Data to use:
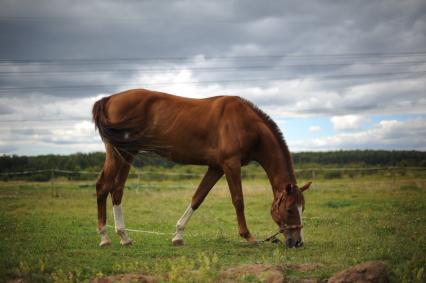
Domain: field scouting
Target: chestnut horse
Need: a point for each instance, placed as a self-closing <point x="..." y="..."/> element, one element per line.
<point x="222" y="132"/>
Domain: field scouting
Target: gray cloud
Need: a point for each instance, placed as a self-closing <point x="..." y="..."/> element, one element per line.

Given request:
Can you write these rows out again with "field scouting" renamed to "site survey" throughout and nothing else changed? Leave the pictures out.

Answer to this task:
Domain: site survey
Target: chestnut horse
Need: a point for each instance, placed as a self-closing <point x="..." y="..."/> element, one element per line.
<point x="222" y="132"/>
Domain: site survey
Target: gray cloud
Need: a point for each instance, placed as a self-closing <point x="..." y="..."/> element, one element per line.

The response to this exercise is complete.